§ What needs to be done: In the article on PPP loan forgiveness, which IRS notice clarified that expenses paid with forgiven PPP loan proceeds are not deductible?

---------- Text under study

Double benefit from PPP loan forgiveness eliminated by disallowing deduction for forgiven expenses
Businesses receiving loan forgiveness under the Payroll Protection Program (PPP) are not able to deduct payroll or other expenses for which the loan has been forgiven. In Notice 2020-32 released yesterday, the IRS clarified that PPP loan proceeds used to pay expenses, such as payroll, rent, mortgage interest, and utilities, ultimately forgiven are not deductible for federal tax purposes. This prevents businesses from receiving a double benefit from essentially receiving a federal grant, plus deducting those same expenses on its income tax return.
Under the CARES Act, PPP loan amounts spent on qualifying expenses are eligible to be forgiven if spent during the 8 week period beginning when the loan is distributed (i.e., the “covered period”). However, unlike other debt forgiveness, the CARES Act excludes PPP loan forgiveness from gross income, triggering IRC §265(a) according to the IRS Notice. IRC §265(a) prevents taxpayers from receiving a double tax benefit by prohibiting deductions that are allocable to tax-exempt income. Consequently, PPP loan expenses that ultimately result in tax-exempt loan forgiveness income are not deductible for federal tax purposes.
Some commentators have expressed disapproval as eliminating one perceived incentive of maintaining employees on payroll rather than laying them off to claim unemployment if there is no work for the employees. Nonetheless, the PPP loan offers significant benefits to small businesses, permitting forgiveness for additional expenses beyond payroll.
Buckingham will continue to monitor further guidance and update our COVID-19 resource page with important developments.

--------------------
---------- Dataset entries

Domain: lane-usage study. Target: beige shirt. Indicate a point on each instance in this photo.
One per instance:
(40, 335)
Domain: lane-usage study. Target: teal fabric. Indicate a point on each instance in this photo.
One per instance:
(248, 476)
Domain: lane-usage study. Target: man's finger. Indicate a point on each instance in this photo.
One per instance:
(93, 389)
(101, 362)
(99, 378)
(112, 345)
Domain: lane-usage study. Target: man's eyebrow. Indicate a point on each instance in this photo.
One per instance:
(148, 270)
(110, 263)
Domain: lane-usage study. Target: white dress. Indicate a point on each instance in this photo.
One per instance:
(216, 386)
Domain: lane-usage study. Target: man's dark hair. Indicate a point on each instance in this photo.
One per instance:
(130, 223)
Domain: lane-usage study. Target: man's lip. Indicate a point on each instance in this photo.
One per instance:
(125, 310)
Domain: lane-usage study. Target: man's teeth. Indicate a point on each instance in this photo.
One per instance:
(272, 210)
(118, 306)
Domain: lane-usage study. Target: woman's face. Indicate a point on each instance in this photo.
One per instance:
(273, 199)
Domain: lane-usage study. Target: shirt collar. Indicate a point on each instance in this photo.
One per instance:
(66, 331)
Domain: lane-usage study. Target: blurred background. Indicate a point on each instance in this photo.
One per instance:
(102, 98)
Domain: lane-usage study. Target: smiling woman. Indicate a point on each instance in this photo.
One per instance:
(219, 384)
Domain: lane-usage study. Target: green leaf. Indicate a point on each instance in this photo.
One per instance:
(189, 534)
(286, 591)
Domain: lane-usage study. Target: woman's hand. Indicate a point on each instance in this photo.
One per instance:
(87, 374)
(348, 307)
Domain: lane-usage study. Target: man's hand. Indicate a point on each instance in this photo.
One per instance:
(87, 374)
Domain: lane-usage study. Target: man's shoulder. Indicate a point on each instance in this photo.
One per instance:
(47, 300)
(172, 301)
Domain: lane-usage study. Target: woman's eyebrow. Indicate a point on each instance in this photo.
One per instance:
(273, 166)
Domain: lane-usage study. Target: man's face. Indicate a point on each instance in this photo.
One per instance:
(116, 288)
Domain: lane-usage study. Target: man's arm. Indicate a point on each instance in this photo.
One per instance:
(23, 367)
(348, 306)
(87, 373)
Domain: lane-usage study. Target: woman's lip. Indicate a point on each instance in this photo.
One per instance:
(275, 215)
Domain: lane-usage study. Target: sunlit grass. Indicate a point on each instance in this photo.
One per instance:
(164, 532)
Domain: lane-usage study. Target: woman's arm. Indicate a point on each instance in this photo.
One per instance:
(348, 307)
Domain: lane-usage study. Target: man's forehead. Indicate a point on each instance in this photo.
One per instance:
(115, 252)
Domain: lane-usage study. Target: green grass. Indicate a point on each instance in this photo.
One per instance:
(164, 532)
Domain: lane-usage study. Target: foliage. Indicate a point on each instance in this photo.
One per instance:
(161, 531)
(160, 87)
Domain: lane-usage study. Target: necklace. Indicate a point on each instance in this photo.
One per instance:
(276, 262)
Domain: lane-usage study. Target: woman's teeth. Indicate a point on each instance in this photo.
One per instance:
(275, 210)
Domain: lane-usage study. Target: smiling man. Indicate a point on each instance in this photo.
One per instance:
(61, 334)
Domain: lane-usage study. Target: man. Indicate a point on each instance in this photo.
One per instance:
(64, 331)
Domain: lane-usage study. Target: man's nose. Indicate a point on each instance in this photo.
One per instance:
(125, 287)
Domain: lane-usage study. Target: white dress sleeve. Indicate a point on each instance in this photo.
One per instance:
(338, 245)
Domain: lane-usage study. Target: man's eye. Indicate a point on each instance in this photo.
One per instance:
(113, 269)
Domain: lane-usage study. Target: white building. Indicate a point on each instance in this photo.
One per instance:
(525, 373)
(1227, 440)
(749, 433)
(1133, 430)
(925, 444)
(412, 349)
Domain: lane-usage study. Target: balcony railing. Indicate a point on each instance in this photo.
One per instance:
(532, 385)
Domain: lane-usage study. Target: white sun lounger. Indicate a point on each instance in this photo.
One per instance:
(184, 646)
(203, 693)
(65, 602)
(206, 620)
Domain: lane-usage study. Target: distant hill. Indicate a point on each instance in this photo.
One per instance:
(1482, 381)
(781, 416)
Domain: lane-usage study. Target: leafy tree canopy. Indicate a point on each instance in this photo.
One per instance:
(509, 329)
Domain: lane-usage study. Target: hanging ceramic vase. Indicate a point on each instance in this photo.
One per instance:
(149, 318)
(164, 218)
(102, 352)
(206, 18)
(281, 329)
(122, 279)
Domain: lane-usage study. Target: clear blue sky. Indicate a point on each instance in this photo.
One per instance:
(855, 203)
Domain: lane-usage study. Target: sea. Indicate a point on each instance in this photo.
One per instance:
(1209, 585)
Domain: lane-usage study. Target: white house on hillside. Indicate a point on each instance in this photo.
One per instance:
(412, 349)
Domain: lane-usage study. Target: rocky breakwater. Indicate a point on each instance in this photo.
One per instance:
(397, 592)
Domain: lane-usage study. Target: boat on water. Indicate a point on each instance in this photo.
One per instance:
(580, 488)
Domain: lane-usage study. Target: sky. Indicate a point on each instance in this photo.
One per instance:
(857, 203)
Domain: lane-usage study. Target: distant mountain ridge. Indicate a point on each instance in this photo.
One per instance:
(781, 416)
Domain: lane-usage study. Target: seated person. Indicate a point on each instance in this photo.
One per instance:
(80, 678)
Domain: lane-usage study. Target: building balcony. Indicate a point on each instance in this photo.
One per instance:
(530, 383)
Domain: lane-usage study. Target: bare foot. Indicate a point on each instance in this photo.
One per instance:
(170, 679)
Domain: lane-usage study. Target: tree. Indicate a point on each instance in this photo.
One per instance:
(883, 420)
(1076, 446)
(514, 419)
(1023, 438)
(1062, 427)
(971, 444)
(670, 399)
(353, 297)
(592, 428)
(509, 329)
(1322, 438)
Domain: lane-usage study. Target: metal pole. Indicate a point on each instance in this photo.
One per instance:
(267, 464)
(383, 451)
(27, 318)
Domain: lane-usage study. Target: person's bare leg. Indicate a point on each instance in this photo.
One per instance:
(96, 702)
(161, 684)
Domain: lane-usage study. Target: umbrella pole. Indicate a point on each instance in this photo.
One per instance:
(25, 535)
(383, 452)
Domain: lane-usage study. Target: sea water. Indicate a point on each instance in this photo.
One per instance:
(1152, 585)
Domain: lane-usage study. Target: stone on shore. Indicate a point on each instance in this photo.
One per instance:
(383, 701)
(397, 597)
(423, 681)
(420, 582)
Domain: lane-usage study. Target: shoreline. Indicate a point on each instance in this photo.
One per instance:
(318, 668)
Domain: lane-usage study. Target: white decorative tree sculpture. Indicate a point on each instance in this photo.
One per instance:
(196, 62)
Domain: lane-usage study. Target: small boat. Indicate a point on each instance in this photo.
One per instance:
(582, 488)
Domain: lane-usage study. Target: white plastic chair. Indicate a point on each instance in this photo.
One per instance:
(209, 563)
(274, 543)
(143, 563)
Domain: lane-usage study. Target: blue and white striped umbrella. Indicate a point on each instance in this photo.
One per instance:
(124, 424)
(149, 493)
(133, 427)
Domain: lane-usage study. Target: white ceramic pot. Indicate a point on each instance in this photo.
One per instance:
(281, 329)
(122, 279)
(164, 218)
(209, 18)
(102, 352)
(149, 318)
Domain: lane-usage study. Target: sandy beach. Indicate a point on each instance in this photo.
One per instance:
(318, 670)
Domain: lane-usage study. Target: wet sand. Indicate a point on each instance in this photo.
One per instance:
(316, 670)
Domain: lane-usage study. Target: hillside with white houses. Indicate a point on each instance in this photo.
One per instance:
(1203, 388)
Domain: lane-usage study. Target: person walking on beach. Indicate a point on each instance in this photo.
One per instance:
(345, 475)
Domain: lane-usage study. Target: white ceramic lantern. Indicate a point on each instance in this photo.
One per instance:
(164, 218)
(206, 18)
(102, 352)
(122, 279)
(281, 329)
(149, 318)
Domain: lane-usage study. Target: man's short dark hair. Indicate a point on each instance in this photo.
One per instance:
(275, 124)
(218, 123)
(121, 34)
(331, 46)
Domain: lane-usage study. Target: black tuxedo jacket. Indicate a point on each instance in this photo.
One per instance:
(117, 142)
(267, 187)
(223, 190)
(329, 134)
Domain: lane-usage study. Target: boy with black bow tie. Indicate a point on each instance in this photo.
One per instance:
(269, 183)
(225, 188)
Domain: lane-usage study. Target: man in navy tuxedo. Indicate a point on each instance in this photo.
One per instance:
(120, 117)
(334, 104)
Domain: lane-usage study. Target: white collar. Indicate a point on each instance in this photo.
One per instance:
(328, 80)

--------------------

§ Response to this task: Notice 2020-32